Work to complete: Start at the line that contains "One point lands on each instance of the tall palm" in the listing below and extract every line through the last, exactly; leave pictures out.

Records to use:
□ □ □ □

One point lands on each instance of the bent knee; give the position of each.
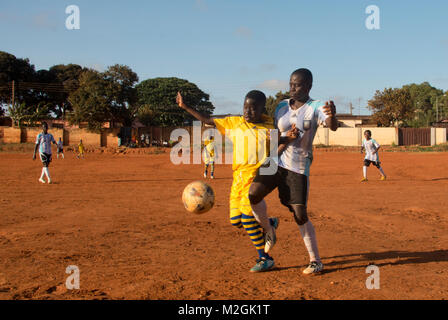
(255, 194)
(300, 214)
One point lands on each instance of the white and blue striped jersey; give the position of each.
(298, 155)
(44, 141)
(370, 146)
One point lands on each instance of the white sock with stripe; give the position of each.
(47, 173)
(309, 238)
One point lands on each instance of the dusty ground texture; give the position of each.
(120, 219)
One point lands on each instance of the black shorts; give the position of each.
(292, 186)
(45, 158)
(368, 162)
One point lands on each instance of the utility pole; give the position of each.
(13, 93)
(437, 109)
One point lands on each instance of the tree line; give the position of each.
(84, 95)
(79, 94)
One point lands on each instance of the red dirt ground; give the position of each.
(120, 219)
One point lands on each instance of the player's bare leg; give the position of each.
(309, 238)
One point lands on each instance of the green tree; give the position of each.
(91, 102)
(157, 99)
(68, 77)
(123, 92)
(391, 107)
(102, 97)
(272, 102)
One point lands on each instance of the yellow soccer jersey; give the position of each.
(210, 148)
(250, 140)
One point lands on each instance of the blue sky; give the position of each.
(228, 47)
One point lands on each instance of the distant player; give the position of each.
(81, 150)
(209, 156)
(371, 147)
(257, 125)
(43, 143)
(60, 149)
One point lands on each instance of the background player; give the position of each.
(302, 115)
(244, 171)
(60, 149)
(371, 147)
(43, 143)
(209, 156)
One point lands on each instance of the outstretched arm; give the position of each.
(330, 111)
(194, 113)
(35, 151)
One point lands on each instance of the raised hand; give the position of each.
(329, 108)
(180, 100)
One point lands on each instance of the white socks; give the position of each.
(260, 213)
(309, 238)
(47, 173)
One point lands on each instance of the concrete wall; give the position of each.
(354, 136)
(11, 135)
(384, 136)
(344, 137)
(440, 135)
(88, 138)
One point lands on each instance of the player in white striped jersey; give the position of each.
(43, 143)
(302, 114)
(371, 147)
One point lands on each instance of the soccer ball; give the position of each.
(198, 197)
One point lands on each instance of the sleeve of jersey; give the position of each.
(320, 112)
(377, 145)
(225, 123)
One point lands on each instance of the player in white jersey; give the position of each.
(292, 177)
(43, 143)
(209, 156)
(371, 147)
(60, 148)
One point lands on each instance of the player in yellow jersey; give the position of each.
(255, 127)
(81, 150)
(209, 156)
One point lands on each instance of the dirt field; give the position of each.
(120, 219)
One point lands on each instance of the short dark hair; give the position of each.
(304, 73)
(258, 96)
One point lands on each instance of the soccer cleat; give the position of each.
(314, 267)
(263, 264)
(270, 237)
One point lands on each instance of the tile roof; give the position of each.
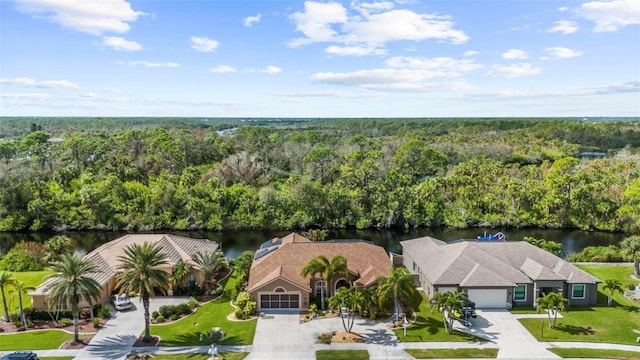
(364, 260)
(489, 264)
(106, 255)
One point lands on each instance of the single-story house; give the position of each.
(275, 280)
(496, 274)
(106, 258)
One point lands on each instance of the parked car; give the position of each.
(120, 301)
(21, 355)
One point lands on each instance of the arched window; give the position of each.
(318, 288)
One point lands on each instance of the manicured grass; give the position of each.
(223, 356)
(342, 355)
(34, 340)
(598, 323)
(595, 353)
(452, 353)
(30, 278)
(429, 327)
(186, 332)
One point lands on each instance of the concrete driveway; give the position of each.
(504, 329)
(115, 339)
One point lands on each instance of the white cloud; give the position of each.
(93, 17)
(149, 64)
(204, 44)
(513, 71)
(222, 69)
(562, 52)
(28, 82)
(611, 15)
(120, 44)
(565, 27)
(374, 25)
(515, 54)
(250, 20)
(354, 50)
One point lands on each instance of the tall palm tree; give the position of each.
(71, 284)
(552, 303)
(327, 270)
(21, 288)
(397, 287)
(632, 246)
(5, 279)
(612, 285)
(141, 273)
(209, 263)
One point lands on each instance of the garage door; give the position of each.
(279, 301)
(489, 298)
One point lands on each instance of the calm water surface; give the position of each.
(234, 242)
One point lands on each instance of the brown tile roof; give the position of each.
(106, 256)
(489, 264)
(364, 260)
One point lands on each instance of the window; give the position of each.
(577, 291)
(318, 289)
(520, 293)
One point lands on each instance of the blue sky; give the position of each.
(233, 58)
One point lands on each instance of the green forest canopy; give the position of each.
(143, 174)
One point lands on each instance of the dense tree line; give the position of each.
(324, 173)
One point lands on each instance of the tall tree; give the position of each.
(397, 287)
(21, 289)
(71, 284)
(327, 269)
(141, 273)
(209, 263)
(632, 246)
(552, 303)
(612, 285)
(5, 279)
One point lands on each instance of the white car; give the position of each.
(121, 302)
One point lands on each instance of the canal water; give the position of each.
(235, 242)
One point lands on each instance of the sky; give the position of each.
(307, 59)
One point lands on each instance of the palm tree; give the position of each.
(5, 279)
(141, 273)
(21, 288)
(181, 271)
(71, 284)
(612, 285)
(631, 245)
(327, 270)
(398, 287)
(209, 263)
(552, 302)
(447, 303)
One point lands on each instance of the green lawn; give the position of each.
(452, 353)
(342, 355)
(34, 340)
(186, 332)
(595, 353)
(429, 327)
(598, 323)
(223, 356)
(30, 278)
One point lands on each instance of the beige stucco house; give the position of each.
(275, 280)
(496, 274)
(106, 258)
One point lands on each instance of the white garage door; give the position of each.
(489, 298)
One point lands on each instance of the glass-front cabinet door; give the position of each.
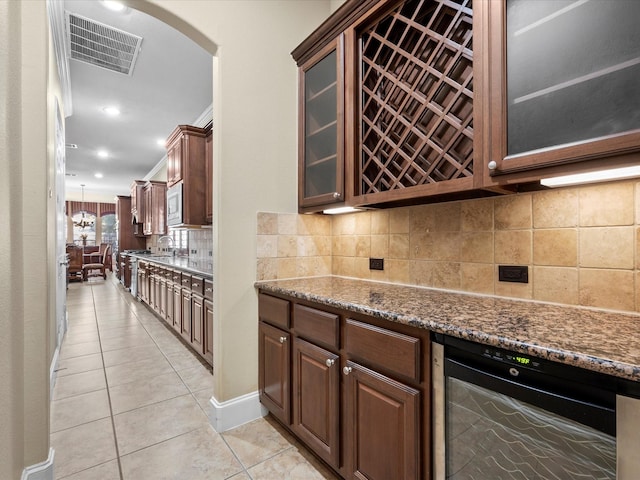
(321, 155)
(563, 82)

□ □ □ □

Answer to this problem:
One point lands on each instance of the tall palm tree; give the position of each.
(71, 284)
(552, 303)
(327, 270)
(21, 288)
(397, 287)
(632, 246)
(5, 279)
(612, 285)
(141, 273)
(209, 263)
One point lands on each instance of the garage door; give the position of each.
(279, 301)
(489, 298)
One point lands on each instance of the calm water surface; give the position of each.
(234, 242)
One point lands on each instance of the brown tile roof; give the position of each.
(106, 256)
(489, 264)
(364, 260)
One point lands on each instance of the window; give the position of each.
(577, 291)
(318, 289)
(520, 293)
One point lands on each instance of the blue sky; give the position of each.
(233, 58)
One point lands on each instance of the green forest canopy; give the position of each.
(143, 174)
One point lands on each instance of the dense tree line; give the position of each.
(324, 173)
One point lands on each instance of the tall tree; give the position of each.
(397, 287)
(21, 289)
(71, 284)
(327, 269)
(141, 273)
(209, 263)
(632, 246)
(552, 303)
(612, 285)
(5, 279)
One point lands on each instance of the white car; give the position of each.
(121, 302)
One point lands on each instance of the canal water; give the position of each.
(235, 242)
One point lands on each instance of the sky; give the position of each.
(307, 59)
One point lands on each instance of the palm tree; give the position of each.
(5, 279)
(141, 273)
(21, 288)
(181, 271)
(71, 284)
(612, 285)
(631, 245)
(327, 270)
(398, 287)
(209, 263)
(552, 302)
(447, 303)
One point lands on each instance of the green lawn; give the position of each.
(452, 353)
(342, 355)
(34, 340)
(186, 332)
(595, 353)
(429, 327)
(598, 323)
(223, 356)
(30, 278)
One point lands on each instance of the beige stucco house; give the position of each.
(275, 280)
(496, 274)
(106, 258)
One point lands on each instance of the white garage door; give the position of each.
(489, 298)
One point lands on each instance of the glass-front cabinet door; give the position of each.
(321, 155)
(563, 82)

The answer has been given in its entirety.